# Selected extract
----------
In touch with nature: Naturalist Program gives students a new appreciation of great outdoors

Photo by Tori Boone

Photo by Tori Boone

When Cindy Roesel visited the Big Haynes Creek Nature Center in Conyers she noticed a bare, wide open meadow near the walking trail.

"It seems we just had to have some wildflowers in that meadow," said Roesel, who was a student in the Master Naturalist Program at the time.

She organized a seed ball-making booth at the Big Haynes Creek Wildlife Festival in August. Festivalgoers made enough marble-sized seed balls -- out of compost, clay and seeds -- to fill 36 square-yard drying racks.

In February, volunteers tossed the seed balls into the meadow, part of the 173-acre Big Haynes Creek nature preserve on the grounds of the Georgia International Horse Park. The flowers will bloom in April, providing nourishment for wildlife and visual enjoyment.

Roesel said the Master Naturalist Program changed how she views the outdoors.

"In the past, for me walking was for exercise. It's totally different now. When you see what's out there, when you put a name on a flower and you know when you expect it to bloom, when you understand what you are seeing, that's what the Master Naturalist class is all about," Roesel said.

"It just opened my eyes."

Sponsored by the University of Georgia Warnell School of Forestry and Natural Resources and presented locally by the Rockdale County Cooperative Extension Office, the Master Naturalist Program is currently enrolling students. Classes run each Thursday from 9 a.m. to 4 p.m. beginning April 15 and are open to all ages.

Coursework covers insects, birds, water quality, wildlife, organic food issues, granite outcropping ecology, urban forestry and botany. The Master Naturalist classes offer broad overviews of the subjects designed to "whet people's appetite" about the natural world, said Jule-Lynn Macie, director of the Rockdale County Cooperative Extension office.

"What I hope is that people come away from it a bit enlightened on environmental issues and should the need arise they can become advocates for a topic that interests them," Macie said.

Each class is taught by several specialists and takes place in different locations in Rockdale and metro Atlanta.

The water quality portion entails a field trip to the Clayton County Water Authority's Newman Wetland's Center and water treatment plant. Macie said the importance of keeping water clean is stressed.

"I think there's a lot of misconception of how water is treated," Macie said.

The Charlie Elliott Wildlife Center is the setting for the wildlife component and students learn how to attract birds, butterflies and other animals to their backyards with native plants. Animal identification is also covered and instructors will have live specimens -- perhaps a live screech owl, alligator or bald eagle -- for participants to view.

"That's one of our more popular days," Macie said.
----------
# Task directions
List every subject that the Master Naturalist Program article says the coursework covers.

# Dataset content
----------
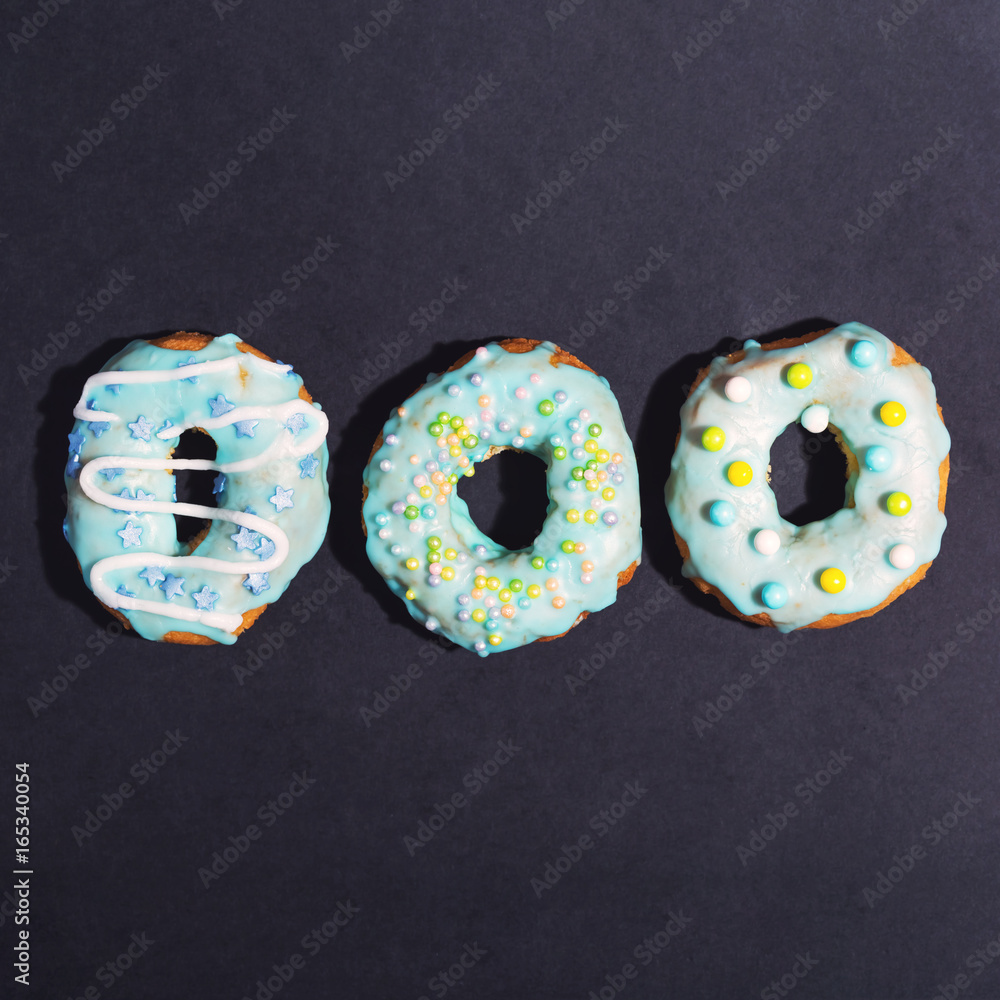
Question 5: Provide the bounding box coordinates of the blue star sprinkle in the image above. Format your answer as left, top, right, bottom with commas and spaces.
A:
285, 413, 306, 434
268, 486, 295, 513
128, 413, 153, 441
139, 566, 166, 587
229, 524, 260, 552
208, 392, 236, 417
117, 521, 142, 549
191, 584, 219, 611
160, 573, 184, 601
177, 355, 199, 385
243, 573, 271, 597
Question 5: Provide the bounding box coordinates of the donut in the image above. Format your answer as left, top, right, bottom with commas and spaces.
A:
666, 323, 951, 632
63, 332, 330, 645
362, 339, 641, 656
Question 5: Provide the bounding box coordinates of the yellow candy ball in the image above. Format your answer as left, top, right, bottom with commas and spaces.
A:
785, 361, 812, 389
885, 493, 913, 517
878, 399, 906, 427
726, 462, 753, 486
701, 427, 726, 451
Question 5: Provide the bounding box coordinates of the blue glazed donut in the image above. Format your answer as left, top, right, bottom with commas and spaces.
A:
362, 340, 641, 656
63, 333, 330, 644
666, 323, 951, 632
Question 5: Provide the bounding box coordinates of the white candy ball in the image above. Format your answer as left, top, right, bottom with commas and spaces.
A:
726, 375, 753, 403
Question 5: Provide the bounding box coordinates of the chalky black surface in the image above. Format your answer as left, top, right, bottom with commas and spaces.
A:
0, 0, 1000, 1000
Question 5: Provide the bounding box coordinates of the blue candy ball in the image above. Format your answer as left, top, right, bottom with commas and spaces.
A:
760, 583, 788, 608
708, 500, 736, 528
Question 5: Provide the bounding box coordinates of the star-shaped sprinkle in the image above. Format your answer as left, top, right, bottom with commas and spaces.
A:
243, 573, 271, 597
160, 573, 184, 601
229, 524, 260, 552
268, 486, 295, 512
139, 566, 166, 587
117, 521, 142, 549
208, 392, 236, 417
285, 413, 306, 434
128, 413, 153, 441
191, 584, 219, 611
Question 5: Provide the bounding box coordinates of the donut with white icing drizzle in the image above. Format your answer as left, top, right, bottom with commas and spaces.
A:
666, 323, 951, 632
362, 339, 642, 656
63, 333, 330, 644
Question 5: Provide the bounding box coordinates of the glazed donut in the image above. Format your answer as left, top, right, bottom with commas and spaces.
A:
666, 323, 951, 632
362, 340, 641, 656
63, 332, 330, 644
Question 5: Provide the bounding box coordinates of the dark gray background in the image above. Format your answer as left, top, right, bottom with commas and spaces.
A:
0, 0, 1000, 1000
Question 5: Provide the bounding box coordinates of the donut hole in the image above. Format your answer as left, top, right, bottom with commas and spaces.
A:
172, 430, 218, 545
458, 448, 549, 551
768, 423, 850, 527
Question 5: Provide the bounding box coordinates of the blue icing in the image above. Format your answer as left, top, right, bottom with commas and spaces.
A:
666, 323, 951, 632
66, 334, 330, 644
363, 342, 642, 656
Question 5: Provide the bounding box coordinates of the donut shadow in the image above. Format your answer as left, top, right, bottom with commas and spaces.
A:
32, 330, 175, 637
635, 318, 837, 628
327, 340, 483, 648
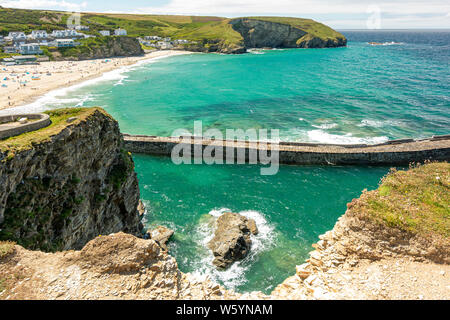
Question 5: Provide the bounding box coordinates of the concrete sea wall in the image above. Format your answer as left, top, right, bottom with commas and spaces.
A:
124, 134, 450, 165
0, 113, 52, 139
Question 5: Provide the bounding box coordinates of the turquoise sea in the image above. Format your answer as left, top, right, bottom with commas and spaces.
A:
10, 31, 450, 292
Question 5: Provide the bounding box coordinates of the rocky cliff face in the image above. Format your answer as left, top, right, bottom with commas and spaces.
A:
0, 108, 140, 251
53, 37, 145, 60
230, 18, 347, 48
0, 233, 239, 300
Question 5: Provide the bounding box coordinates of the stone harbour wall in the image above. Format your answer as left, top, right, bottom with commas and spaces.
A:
124, 134, 450, 165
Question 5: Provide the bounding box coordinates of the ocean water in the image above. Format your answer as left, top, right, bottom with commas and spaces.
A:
11, 31, 450, 292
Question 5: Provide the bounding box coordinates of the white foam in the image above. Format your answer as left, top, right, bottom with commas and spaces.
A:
312, 123, 338, 130
358, 119, 400, 128
192, 208, 275, 289
308, 130, 389, 144
0, 56, 178, 115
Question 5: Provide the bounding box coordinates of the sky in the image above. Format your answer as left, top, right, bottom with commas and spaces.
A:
0, 0, 450, 29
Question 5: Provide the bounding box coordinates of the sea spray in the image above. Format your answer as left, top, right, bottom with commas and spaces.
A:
189, 208, 276, 289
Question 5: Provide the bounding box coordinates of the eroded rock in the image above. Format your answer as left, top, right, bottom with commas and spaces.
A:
147, 226, 173, 251
208, 212, 258, 269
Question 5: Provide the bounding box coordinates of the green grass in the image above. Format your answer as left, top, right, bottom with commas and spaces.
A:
0, 108, 104, 159
246, 17, 344, 39
0, 241, 16, 258
354, 163, 450, 239
0, 8, 343, 47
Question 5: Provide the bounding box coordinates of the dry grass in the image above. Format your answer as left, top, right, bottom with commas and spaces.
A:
0, 108, 104, 159
0, 241, 16, 260
358, 163, 450, 239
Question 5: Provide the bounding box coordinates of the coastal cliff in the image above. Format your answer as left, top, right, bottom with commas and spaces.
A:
50, 36, 145, 60
174, 17, 347, 54
230, 17, 347, 48
0, 108, 141, 251
0, 163, 450, 299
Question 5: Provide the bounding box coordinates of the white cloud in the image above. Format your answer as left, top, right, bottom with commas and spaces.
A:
138, 0, 450, 16
0, 0, 87, 11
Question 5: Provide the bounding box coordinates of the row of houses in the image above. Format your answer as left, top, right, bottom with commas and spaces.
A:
99, 28, 128, 37
5, 29, 85, 42
3, 39, 79, 55
1, 55, 49, 66
4, 27, 127, 42
139, 36, 195, 50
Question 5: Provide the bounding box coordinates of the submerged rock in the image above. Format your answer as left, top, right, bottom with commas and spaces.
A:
147, 226, 173, 251
208, 212, 258, 269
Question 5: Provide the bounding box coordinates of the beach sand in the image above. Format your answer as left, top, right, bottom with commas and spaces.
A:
0, 50, 190, 110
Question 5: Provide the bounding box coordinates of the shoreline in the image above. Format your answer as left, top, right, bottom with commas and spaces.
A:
0, 50, 192, 114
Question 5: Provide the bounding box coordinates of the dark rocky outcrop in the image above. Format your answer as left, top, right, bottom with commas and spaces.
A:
208, 212, 258, 269
230, 18, 347, 48
52, 36, 145, 60
0, 108, 141, 251
147, 226, 173, 251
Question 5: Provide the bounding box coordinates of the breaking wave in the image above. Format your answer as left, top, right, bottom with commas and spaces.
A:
192, 208, 275, 289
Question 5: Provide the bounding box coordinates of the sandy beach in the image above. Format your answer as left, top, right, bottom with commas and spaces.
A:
0, 50, 189, 110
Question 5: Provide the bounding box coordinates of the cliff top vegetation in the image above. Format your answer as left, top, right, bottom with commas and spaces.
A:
0, 8, 344, 44
352, 163, 450, 241
0, 108, 106, 157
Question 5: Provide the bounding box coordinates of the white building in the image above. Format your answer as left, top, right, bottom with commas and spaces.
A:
19, 43, 42, 55
3, 46, 19, 53
114, 28, 127, 36
51, 29, 83, 39
75, 25, 89, 31
8, 32, 27, 41
31, 30, 48, 40
144, 36, 161, 41
156, 41, 173, 50
173, 39, 189, 44
55, 39, 75, 48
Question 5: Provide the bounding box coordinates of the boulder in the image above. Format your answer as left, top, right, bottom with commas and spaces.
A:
147, 226, 173, 251
208, 212, 258, 269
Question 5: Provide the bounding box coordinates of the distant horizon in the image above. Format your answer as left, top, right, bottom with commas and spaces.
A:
0, 0, 450, 30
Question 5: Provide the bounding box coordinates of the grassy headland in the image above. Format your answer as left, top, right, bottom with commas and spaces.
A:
354, 163, 450, 239
0, 8, 345, 52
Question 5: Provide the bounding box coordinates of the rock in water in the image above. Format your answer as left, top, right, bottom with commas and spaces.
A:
147, 226, 173, 251
208, 212, 258, 269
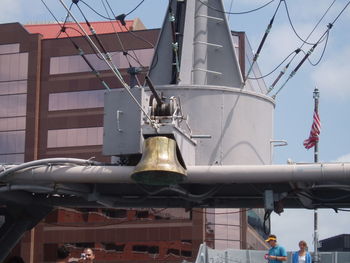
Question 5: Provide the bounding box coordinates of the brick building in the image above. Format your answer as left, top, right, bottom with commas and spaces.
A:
0, 19, 266, 262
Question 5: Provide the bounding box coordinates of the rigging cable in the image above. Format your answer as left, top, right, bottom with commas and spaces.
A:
266, 0, 336, 94
243, 0, 284, 83
307, 31, 329, 67
101, 0, 141, 86
247, 48, 300, 80
125, 0, 145, 16
105, 0, 145, 68
198, 0, 275, 15
55, 3, 73, 39
59, 0, 155, 127
282, 0, 316, 45
79, 0, 114, 21
41, 0, 110, 91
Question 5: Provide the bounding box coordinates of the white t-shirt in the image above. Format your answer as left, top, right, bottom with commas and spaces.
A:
298, 255, 306, 263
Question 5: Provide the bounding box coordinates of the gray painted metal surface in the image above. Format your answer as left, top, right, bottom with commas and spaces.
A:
144, 85, 275, 165
103, 88, 148, 156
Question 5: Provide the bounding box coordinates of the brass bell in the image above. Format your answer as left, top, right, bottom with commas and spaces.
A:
131, 136, 186, 185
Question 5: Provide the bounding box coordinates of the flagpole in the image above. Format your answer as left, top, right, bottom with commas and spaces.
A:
313, 87, 320, 263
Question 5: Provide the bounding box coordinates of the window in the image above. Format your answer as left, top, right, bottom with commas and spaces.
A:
0, 80, 27, 95
49, 90, 104, 111
0, 47, 28, 163
0, 53, 28, 81
50, 49, 153, 75
0, 131, 25, 154
0, 43, 19, 54
0, 94, 27, 118
47, 127, 103, 148
0, 117, 26, 132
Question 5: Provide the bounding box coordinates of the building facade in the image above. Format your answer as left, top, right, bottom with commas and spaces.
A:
0, 20, 267, 262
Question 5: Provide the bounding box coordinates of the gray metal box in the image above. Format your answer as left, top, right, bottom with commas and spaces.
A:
103, 88, 148, 156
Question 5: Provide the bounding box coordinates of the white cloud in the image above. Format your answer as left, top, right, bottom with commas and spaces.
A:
334, 153, 350, 162
271, 209, 350, 251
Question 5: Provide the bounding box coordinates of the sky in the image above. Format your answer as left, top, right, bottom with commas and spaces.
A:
0, 0, 350, 254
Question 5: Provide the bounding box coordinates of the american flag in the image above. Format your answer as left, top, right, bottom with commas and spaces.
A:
304, 111, 321, 149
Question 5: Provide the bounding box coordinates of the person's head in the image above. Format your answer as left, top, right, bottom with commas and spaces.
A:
299, 240, 307, 250
265, 235, 277, 247
83, 248, 95, 262
57, 246, 70, 260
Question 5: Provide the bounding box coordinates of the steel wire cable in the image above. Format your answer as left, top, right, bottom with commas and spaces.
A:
198, 0, 275, 15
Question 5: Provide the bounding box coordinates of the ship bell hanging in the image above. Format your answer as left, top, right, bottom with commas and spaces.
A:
131, 136, 187, 185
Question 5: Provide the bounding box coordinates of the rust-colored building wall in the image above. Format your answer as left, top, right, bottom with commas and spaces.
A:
0, 23, 266, 263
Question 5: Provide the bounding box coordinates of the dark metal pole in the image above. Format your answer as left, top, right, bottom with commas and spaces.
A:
313, 87, 320, 263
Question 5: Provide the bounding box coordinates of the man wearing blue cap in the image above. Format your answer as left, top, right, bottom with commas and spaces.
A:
265, 235, 287, 263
----------
# Reply to the exercise
Insects, birds, water quality, wildlife, organic food issues, granite outcropping ecology, urban forestry, and botany.